Aim
Recast the records below as a Markdown table with the columns n and Line. Put each line in its own numbered row and leave out blank lines.

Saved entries

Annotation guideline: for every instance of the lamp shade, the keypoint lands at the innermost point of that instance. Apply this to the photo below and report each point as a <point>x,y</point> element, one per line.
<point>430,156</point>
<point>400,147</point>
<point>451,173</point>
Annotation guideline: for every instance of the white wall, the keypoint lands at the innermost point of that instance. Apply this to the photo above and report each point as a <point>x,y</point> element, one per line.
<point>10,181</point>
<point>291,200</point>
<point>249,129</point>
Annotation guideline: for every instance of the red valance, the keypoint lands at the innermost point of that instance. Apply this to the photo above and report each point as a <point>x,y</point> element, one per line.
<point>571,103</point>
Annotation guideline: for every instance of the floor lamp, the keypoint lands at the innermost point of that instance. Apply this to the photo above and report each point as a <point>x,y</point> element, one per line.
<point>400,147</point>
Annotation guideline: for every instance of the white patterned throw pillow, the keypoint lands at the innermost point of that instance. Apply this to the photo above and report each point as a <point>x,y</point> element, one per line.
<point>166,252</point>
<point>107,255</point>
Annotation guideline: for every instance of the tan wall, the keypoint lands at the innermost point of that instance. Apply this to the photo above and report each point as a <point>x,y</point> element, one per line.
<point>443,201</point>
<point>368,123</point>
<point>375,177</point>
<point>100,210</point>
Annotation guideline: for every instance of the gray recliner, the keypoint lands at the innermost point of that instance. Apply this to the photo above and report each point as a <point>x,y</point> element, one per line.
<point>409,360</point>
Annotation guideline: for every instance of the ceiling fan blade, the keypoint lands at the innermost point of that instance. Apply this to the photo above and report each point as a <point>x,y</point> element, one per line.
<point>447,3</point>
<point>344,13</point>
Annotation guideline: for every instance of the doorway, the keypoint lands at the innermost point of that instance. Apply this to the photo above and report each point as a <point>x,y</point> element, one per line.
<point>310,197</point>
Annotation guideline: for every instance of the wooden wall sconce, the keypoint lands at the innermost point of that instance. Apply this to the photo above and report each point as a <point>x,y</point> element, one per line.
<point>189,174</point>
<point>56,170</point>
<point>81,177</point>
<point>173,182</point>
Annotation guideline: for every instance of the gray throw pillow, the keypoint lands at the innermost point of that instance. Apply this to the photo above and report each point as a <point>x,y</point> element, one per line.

Problem solution
| n | Line |
|---|---|
| 1 | Annotation guideline: for every instance of the lamp shade, the keypoint lands at the innermost point of that instance. Apply this to the photo below and report each point as a <point>x,y</point> element, one per line. |
| 2 | <point>430,156</point> |
| 3 | <point>400,147</point> |
| 4 | <point>451,173</point> |
| 5 | Annotation guideline: for every instance of the white wall, the keypoint lands at the innermost point of that instance. Apply this to the photo above and report each point as a <point>x,y</point> element, one per line. |
| 6 | <point>10,181</point> |
| 7 | <point>291,200</point> |
| 8 | <point>249,129</point> |
| 9 | Annotation guideline: for every instance of the red valance, the keypoint lands at the innermost point of that instance. Apply this to the photo above and report each point as a <point>x,y</point> element, one per line. |
| 10 | <point>571,103</point> |
| 11 | Annotation guideline: for every instance of the floor lamp, the keypoint lands at the innermost point of that instance. Apply this to the photo above and report each point as a <point>x,y</point> element, one per line. |
| 12 | <point>400,147</point> |
| 13 | Annotation guideline: for every instance of the white patterned throw pillow, the keypoint lands at the innermost point of that instance. Apply this to the photo above and report each point as a <point>x,y</point> element, one per line. |
| 14 | <point>166,252</point> |
| 15 | <point>107,255</point> |
| 16 | Annotation guideline: for every instance of the tan wall, the keypoint lands at the innermost point of that instance. Apply this to the photo above and report each point as a <point>x,y</point> element, one per line. |
| 17 | <point>443,201</point> |
| 18 | <point>368,123</point> |
| 19 | <point>375,177</point> |
| 20 | <point>100,210</point> |
| 21 | Annotation guideline: for every instance of the gray recliner, the keypoint lands at the innermost point of that instance. Apply this to the photo above and report each point as a <point>x,y</point> element, one per line. |
| 22 | <point>409,360</point> |
| 23 | Annotation guideline: for every instance of the ceiling fan blade, the keypoint lands at the innermost point of that instance. Apply this to the photo above and report each point as a <point>x,y</point> element, one per line. |
| 24 | <point>447,3</point> |
| 25 | <point>344,13</point> |
| 26 | Annotation guideline: for every instance of the doorway, the keypoint lands at the innermost point of that instance. Apply this to the photo above and report each point as a <point>x,y</point> element, one per line. |
| 27 | <point>310,197</point> |
| 28 | Annotation guideline: for every instance of the wooden wall sconce, the keypoint lands at the innermost point of that instance. Apply this to the photo above and report each point as a <point>x,y</point> element, one per line. |
| 29 | <point>189,174</point> |
| 30 | <point>56,170</point> |
| 31 | <point>81,177</point> |
| 32 | <point>173,182</point> |
| 33 | Annotation guideline: for every instance of the gray throw pillow, the keypoint lands at the innermost point of that instance. Apply this to the photo above and report each point as a <point>x,y</point> element, one per line. |